- Required task -
Put the stretch of lines from the one containing "job: outline the person's arm" through the one containing "[[[0,32],[243,28],[256,22],[255,0],[3,0]]]" into a JSON list of strings, with one string per line and blank lines omitted.
+++ Dataset entries
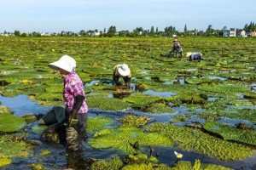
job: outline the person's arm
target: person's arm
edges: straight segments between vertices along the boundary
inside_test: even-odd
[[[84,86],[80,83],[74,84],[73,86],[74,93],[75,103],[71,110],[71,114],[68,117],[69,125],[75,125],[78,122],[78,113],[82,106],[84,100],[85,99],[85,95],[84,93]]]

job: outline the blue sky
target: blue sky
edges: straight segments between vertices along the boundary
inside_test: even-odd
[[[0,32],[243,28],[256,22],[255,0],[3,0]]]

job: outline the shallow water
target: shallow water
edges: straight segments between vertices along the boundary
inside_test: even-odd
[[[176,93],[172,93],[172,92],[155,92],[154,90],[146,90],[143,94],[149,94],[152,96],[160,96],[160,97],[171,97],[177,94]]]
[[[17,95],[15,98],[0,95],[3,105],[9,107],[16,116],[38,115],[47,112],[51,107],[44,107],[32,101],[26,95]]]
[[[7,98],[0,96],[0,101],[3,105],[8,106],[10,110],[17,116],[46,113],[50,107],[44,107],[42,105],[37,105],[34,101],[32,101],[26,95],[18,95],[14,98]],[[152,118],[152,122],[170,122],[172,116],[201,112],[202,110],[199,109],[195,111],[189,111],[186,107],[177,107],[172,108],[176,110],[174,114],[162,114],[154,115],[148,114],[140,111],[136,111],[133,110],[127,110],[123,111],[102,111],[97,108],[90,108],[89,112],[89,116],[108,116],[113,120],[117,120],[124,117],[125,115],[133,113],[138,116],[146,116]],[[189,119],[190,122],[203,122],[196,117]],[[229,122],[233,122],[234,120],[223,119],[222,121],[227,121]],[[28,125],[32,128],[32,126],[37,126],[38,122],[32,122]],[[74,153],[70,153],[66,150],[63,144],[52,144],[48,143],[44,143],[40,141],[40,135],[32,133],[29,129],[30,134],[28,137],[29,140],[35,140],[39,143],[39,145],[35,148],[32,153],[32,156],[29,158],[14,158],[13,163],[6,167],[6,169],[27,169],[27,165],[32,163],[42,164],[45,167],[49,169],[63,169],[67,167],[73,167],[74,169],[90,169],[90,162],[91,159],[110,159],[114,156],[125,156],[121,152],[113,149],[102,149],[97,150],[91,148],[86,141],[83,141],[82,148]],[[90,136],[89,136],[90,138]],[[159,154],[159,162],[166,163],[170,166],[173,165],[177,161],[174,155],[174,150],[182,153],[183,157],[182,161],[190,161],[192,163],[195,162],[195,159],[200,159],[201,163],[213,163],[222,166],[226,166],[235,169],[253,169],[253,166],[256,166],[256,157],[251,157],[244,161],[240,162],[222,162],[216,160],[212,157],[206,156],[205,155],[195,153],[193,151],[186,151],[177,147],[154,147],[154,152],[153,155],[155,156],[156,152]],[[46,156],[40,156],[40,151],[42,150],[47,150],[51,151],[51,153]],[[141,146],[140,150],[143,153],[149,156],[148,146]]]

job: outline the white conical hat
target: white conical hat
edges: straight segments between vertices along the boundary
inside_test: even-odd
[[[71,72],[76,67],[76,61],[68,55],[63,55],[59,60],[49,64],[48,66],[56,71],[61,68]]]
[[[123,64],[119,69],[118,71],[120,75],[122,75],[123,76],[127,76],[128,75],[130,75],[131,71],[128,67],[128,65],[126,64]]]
++++++
+++ Dataset entries
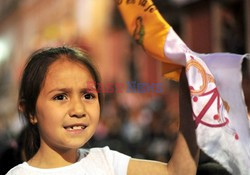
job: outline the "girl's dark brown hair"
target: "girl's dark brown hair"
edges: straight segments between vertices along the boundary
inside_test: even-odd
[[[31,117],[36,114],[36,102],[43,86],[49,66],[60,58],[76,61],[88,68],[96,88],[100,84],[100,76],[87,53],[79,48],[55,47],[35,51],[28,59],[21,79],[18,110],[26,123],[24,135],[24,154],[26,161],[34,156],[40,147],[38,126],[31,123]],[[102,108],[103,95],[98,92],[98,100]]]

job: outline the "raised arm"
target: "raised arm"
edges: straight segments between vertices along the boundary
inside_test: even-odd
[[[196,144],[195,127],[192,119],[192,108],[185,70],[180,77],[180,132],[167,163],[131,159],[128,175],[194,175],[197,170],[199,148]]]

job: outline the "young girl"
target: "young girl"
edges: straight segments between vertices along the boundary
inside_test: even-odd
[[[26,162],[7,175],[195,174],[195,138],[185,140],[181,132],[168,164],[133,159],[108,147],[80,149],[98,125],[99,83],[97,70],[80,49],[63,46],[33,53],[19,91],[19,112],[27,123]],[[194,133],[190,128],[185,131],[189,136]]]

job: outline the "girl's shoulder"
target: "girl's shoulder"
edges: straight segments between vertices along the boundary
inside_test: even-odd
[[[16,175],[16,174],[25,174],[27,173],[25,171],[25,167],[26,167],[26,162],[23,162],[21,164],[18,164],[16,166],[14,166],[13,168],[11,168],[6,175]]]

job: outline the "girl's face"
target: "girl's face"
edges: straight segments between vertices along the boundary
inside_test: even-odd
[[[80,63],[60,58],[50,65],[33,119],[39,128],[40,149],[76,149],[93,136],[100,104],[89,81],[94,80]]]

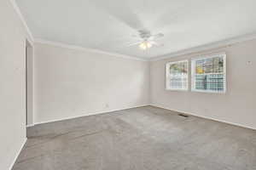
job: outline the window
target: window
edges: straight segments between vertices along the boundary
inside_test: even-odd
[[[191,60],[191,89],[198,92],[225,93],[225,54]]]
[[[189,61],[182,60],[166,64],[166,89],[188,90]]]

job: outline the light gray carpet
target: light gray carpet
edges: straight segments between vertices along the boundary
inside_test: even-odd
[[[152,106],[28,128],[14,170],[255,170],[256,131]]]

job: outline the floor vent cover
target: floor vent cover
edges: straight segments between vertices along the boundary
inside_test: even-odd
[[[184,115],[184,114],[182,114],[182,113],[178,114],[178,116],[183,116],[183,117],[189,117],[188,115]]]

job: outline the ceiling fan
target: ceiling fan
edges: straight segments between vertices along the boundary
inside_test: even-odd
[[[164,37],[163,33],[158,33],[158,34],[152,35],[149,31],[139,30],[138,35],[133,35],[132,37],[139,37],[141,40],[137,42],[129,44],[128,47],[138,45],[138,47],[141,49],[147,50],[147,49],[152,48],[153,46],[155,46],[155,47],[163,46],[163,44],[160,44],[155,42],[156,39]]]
++++++
+++ Dataset entries
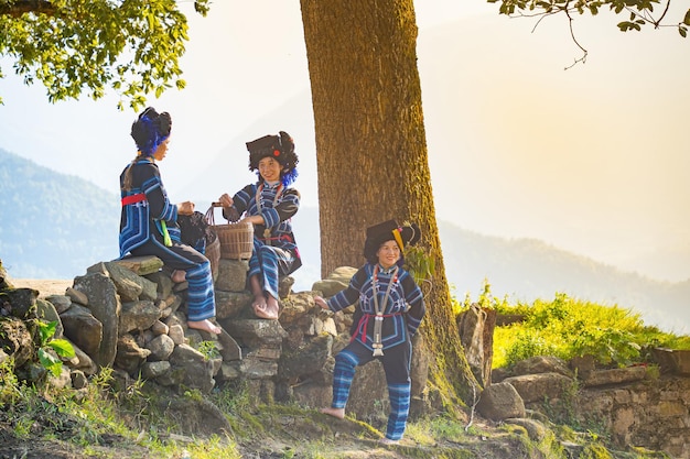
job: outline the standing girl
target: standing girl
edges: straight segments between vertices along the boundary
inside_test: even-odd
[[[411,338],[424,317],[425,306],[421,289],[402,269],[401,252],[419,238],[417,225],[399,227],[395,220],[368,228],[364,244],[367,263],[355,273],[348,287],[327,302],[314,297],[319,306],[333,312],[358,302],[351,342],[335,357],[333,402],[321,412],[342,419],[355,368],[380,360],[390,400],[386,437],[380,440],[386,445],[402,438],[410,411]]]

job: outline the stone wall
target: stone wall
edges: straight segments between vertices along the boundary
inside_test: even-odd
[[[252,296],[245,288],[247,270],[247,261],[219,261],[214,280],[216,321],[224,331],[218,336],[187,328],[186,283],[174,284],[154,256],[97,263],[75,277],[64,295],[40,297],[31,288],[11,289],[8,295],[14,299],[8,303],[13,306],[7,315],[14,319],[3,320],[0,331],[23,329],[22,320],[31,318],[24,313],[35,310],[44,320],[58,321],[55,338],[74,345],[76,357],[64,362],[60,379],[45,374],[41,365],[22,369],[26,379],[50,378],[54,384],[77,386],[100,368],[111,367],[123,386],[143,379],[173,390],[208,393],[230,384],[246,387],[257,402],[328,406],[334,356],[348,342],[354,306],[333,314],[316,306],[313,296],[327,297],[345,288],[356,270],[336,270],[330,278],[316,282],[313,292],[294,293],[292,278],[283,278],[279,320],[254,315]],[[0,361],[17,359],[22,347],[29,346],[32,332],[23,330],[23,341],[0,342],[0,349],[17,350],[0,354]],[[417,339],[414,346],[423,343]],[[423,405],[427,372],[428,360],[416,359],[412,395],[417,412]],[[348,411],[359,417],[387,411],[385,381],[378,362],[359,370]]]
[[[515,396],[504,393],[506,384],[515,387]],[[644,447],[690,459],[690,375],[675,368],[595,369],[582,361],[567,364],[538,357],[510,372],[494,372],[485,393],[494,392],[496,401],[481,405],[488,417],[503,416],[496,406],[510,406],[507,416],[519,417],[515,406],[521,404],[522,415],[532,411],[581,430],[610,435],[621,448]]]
++++++
- Task result -
[
  "job: outline the person's arm",
  "target: person's arm",
  "edges: straight segments between vertices along the boundary",
  "inside_test: even-odd",
  "[[[84,86],[80,83],[74,84],[73,86],[74,93],[75,103],[71,110],[71,114],[68,117],[69,125],[75,125],[78,122],[78,113],[82,106],[84,100],[85,99],[85,95],[84,93]]]",
  "job: outline the blue sky",
  "target: blue sky",
  "edges: straight segments between vertices along the boundary",
  "inside_test: even-odd",
  "[[[0,32],[243,28],[256,22],[255,0],[3,0]]]"
]